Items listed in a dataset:
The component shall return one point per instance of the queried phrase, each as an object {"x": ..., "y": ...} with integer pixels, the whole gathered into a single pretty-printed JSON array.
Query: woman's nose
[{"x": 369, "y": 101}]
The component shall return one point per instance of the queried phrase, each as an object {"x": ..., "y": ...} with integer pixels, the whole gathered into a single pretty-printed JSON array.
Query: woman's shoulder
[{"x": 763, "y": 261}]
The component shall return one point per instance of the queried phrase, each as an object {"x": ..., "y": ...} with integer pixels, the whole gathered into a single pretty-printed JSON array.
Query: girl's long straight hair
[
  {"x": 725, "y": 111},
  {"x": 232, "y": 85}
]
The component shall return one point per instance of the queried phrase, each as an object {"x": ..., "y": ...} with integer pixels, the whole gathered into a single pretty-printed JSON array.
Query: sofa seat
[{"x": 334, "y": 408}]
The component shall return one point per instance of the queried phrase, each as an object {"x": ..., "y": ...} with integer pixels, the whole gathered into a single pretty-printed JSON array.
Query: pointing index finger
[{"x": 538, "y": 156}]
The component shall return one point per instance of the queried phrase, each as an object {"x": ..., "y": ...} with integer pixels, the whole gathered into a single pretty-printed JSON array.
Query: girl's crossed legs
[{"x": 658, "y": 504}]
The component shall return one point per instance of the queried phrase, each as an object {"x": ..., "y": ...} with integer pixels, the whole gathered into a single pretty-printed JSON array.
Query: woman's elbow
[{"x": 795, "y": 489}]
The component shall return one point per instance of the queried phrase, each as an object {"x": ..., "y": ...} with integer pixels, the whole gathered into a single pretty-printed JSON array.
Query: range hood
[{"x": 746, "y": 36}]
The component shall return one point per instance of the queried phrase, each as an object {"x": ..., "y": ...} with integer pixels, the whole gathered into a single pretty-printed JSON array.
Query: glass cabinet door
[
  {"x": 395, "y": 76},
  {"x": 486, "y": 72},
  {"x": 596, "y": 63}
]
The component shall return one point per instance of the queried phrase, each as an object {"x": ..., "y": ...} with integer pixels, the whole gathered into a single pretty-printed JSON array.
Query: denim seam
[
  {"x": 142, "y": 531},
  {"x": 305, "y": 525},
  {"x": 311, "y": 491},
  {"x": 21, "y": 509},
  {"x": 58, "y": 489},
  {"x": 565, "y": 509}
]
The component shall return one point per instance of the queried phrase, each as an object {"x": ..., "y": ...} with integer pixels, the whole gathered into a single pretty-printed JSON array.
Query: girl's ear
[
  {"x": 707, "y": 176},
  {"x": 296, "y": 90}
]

Exercise requirements: Output every record above a second time, exactly.

Exercise output:
The component shall return one point per instance of the queried phrase, each as an object {"x": ..., "y": ...} with integer pixels, the whole gathered into a single pretty-printed JSON array.
Query: woman's nose
[{"x": 369, "y": 101}]
The component shall return one point per instance of the queried phrase, each as an object {"x": ..., "y": ...} with integer pixels, the whole gathered into a single pretty-printed JSON array.
Query: woman's shoulder
[{"x": 763, "y": 261}]
The component shall return one point per instance of the queried phrase, each as an object {"x": ..., "y": ...} with integer pixels, the whole gathered into a single pretty-printed JSON array.
Query: girl's long straight hair
[
  {"x": 725, "y": 111},
  {"x": 232, "y": 85}
]
The component shall return one point per instance of the queried phrase, each as an object {"x": ..., "y": ...} with integer pixels, the whole gathered into a single pretty-printed JSON array.
Query: sofa seat
[{"x": 334, "y": 408}]
The component shall return one point per instance of the queried phrase, each as an object {"x": ..., "y": ...} with integer pixels, the whole gathered into a single pretty-printed JSON array.
Query: pointing index finger
[{"x": 538, "y": 156}]
The component shall return one point per instance of the queried phrase, each as an object {"x": ..., "y": ...} with integer pixels, the whole gathered into a single pretty-printed JSON array.
Query: girl's crossed legs
[{"x": 658, "y": 504}]
The component shall return one point per instance of the queried phrase, each as an object {"x": ..., "y": ...} with integer pixels, the whole gathered into a single pretty-printed JSON array.
Query: woman's elbow
[{"x": 795, "y": 489}]
The component shall return one point per instance of the queried phrase, each as an object {"x": ..., "y": ...} with integer pixels, the whole gathered into a single pretty-printed JSON array.
Query: range hood
[{"x": 746, "y": 36}]
The component shall return one point per instance of the queried phrase, each as an object {"x": ..., "y": ...} with integer pixels, the whole gathered into a single pretty-printed JSON array.
Query: glass cabinet door
[
  {"x": 395, "y": 76},
  {"x": 486, "y": 72},
  {"x": 596, "y": 63}
]
The component shall return one point per instance of the queried phrase, each as an object {"x": ..., "y": ...} with integer pixels, the whole gathered into a single pretty-printed JSON array.
Query: denim seam
[
  {"x": 142, "y": 531},
  {"x": 305, "y": 525},
  {"x": 311, "y": 491},
  {"x": 21, "y": 509},
  {"x": 58, "y": 489},
  {"x": 565, "y": 509}
]
The component shall return one point per instance of the queried phrase, each as an object {"x": ..., "y": ...} with integer pixels, the whole gathered into a single pretty-printed JSON array.
Query: girl's ear
[
  {"x": 707, "y": 176},
  {"x": 296, "y": 90}
]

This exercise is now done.